TASK DIRECTIONS:
Please write the listing below out again exactly, leaving every picture behind.

ENTRIES SHOWN:
-- Opening Marker --

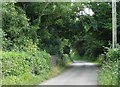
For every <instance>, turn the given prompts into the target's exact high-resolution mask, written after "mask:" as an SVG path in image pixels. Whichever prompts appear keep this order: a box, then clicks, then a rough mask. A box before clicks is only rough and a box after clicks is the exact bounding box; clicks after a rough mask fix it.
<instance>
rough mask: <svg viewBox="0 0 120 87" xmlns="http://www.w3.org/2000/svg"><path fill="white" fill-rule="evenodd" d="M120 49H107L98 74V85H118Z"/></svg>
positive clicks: (118, 47)
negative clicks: (98, 73)
mask: <svg viewBox="0 0 120 87" xmlns="http://www.w3.org/2000/svg"><path fill="white" fill-rule="evenodd" d="M119 61H120V47H118V48H115V49H108V52H107V53H106V58H105V60H104V61H103V63H102V66H101V67H100V70H99V74H98V84H99V85H119Z"/></svg>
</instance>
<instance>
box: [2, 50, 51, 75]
mask: <svg viewBox="0 0 120 87" xmlns="http://www.w3.org/2000/svg"><path fill="white" fill-rule="evenodd" d="M49 70H50V55H49V54H47V53H46V52H43V51H38V52H37V51H36V52H32V53H31V52H29V53H26V52H2V73H3V76H4V77H6V76H19V75H21V74H23V73H26V72H31V73H33V74H35V75H38V74H41V73H44V72H48V71H49Z"/></svg>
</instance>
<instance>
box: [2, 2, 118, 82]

-- Closing Marker --

EXERCISE SOLUTION:
For every <instance>, turn the given prompts into the target's exact high-resolution mask, written after "mask:" as an SVG path in image pixels. Whichever prompts appear keep this order: a box, then clicks, then a rough mask. A box before clicks is only rough and a box after clicks is the exact bounding box; clicks after a rough mask fix it.
<instance>
rough mask: <svg viewBox="0 0 120 87" xmlns="http://www.w3.org/2000/svg"><path fill="white" fill-rule="evenodd" d="M120 49H107L98 74V85H118Z"/></svg>
positive clicks: (118, 47)
negative clicks: (98, 73)
mask: <svg viewBox="0 0 120 87" xmlns="http://www.w3.org/2000/svg"><path fill="white" fill-rule="evenodd" d="M119 61H120V47H118V48H115V49H108V52H107V53H106V58H105V60H104V61H103V63H102V66H101V67H100V70H99V74H98V84H99V85H119Z"/></svg>
</instance>
<instance>
box: [2, 50, 51, 75]
mask: <svg viewBox="0 0 120 87" xmlns="http://www.w3.org/2000/svg"><path fill="white" fill-rule="evenodd" d="M49 70H50V55H49V54H47V53H46V52H43V51H38V52H37V51H36V52H32V53H31V52H29V53H26V52H2V73H3V76H4V77H6V76H19V75H21V74H23V73H26V72H31V73H33V74H35V75H38V74H41V73H44V72H48V71H49Z"/></svg>
</instance>
<instance>
box: [2, 2, 118, 82]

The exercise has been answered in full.